> OBIETTIVO 1
Raccogli tutte le righe delle voci in cui compare la parola "window", tenendo conto di maiuscole e minuscole.

----- SEZIONE DEL DOCUMENTO -----

La sintesi perfetta fra le
diverse componenti della Rivelazione muhammadiana viene infine raggiunta da Abû
Hâmid al-Ghazâlî (1058-1111 e.v.), autore del notissimo Ihyâ’ ‘ulûm al-dîn
(la «Rivificazione delle scienze religiose»), che contribuisce in modo notevole
a ristabilire una sorta di tregua fra le parti e ad allontanare dal Sufismo
il sospetto di eresia.
Di poco posteriore è anche
l’istituzionalizzazione dei legami e delle norme che regolano il rapporto fra
maestro (shaykh) e discepolo (murîd); ciò costituisce la nascita
vera e propria delle «confraternite» (turuq) sufiche quali oggi le
conosciamo, prima fra tutte la Qâdiriyya, che viene fatta risalire al
santo di Baghdad ‘Abd al-Qâdir al-Jîlânî (1078-1166). L’inventario dettagliato
di queste turuq è alquanto lungo, ma la maggior parte di esse può essere
facilmente ricondotta a una delle linee spirituali primarie in cui va ad
innestarsi come il ramo nel tronco: ecco dunque la già menzionata Qâdiriyya,
la Suhrawardiyya, la Shâdhiliyya, la Rifâ‘iyya, la
Kubrawiyya, la Mawlawiyya, la Naqshbandiyya, la
Khalwatiyya, la Chistiyya e la Tijâniyya, nomi che indicano la
filiazione (nisba) di ciascuna di esse dal rispettivo santo fondatore.

----- DATI FORNITI -----

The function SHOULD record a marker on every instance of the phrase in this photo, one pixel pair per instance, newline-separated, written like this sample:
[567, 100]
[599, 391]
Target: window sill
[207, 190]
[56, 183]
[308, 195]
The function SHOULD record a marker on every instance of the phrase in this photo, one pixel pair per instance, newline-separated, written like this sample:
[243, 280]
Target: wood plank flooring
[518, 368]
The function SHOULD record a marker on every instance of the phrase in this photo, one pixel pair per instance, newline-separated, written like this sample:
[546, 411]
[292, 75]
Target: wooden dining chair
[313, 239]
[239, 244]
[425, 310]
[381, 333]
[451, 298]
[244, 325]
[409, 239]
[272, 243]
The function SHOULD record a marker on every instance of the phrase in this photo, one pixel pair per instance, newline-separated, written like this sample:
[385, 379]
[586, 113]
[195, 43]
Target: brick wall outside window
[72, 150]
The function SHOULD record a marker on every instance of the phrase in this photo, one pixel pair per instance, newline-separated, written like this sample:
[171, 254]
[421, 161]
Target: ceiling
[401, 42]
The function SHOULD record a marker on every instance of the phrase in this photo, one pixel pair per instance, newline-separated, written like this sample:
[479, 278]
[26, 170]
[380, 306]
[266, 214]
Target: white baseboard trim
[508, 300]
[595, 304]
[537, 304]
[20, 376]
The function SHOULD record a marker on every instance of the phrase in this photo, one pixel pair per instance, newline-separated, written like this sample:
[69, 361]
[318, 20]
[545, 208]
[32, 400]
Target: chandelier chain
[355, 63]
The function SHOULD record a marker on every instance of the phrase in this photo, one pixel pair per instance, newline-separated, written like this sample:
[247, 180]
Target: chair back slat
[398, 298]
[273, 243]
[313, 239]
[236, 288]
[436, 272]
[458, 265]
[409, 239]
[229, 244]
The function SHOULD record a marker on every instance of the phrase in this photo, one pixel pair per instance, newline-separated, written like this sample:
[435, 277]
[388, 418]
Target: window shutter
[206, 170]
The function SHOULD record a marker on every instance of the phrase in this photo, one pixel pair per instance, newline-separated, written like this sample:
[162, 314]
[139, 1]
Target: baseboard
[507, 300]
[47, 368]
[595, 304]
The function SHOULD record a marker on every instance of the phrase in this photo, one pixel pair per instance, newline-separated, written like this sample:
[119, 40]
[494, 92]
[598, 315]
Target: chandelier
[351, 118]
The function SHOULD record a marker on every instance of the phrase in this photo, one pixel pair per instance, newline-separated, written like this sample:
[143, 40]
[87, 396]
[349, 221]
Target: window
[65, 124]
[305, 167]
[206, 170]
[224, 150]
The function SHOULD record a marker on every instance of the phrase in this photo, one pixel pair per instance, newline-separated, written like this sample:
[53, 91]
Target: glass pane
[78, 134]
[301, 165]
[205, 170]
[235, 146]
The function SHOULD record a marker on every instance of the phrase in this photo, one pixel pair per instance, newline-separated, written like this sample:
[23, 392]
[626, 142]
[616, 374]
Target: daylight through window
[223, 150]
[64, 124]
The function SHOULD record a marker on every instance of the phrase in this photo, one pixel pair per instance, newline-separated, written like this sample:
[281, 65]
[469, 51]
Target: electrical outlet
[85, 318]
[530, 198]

-----

> OBIETTIVO 2
Trascrivi il brano sul Sufismo senza modifiche, dal tratto che va da "Di poco posteriore" fino a "rispettivo santo fondatore.".

> RISPOSTA AL COMPITO 1
Target: window sill
Target: brick wall outside window
Target: window shutter
Target: window
Target: daylight through window

> RISPOSTA AL COMPITO 2
Di poco posteriore è anche
l’istituzionalizzazione dei legami e delle norme che regolano il rapporto fra
maestro (shaykh) e discepolo (murîd); ciò costituisce la nascita
vera e propria delle «confraternite» (turuq) sufiche quali oggi le
conosciamo, prima fra tutte la Qâdiriyya, che viene fatta risalire al
santo di Baghdad ‘Abd al-Qâdir al-Jîlânî (1078-1166). L’inventario dettagliato
di queste turuq è alquanto lungo, ma la maggior parte di esse può essere
facilmente ricondotta a una delle linee spirituali primarie in cui va ad
innestarsi come il ramo nel tronco: ecco dunque la già menzionata Qâdiriyya,
la Suhrawardiyya, la Shâdhiliyya, la Rifâ‘iyya, la
Kubrawiyya, la Mawlawiyya, la Naqshbandiyya, la
Khalwatiyya, la Chistiyya e la Tijâniyya, nomi che indicano la
filiazione (nisba) di ciascuna di esse dal rispettivo santo fondatore.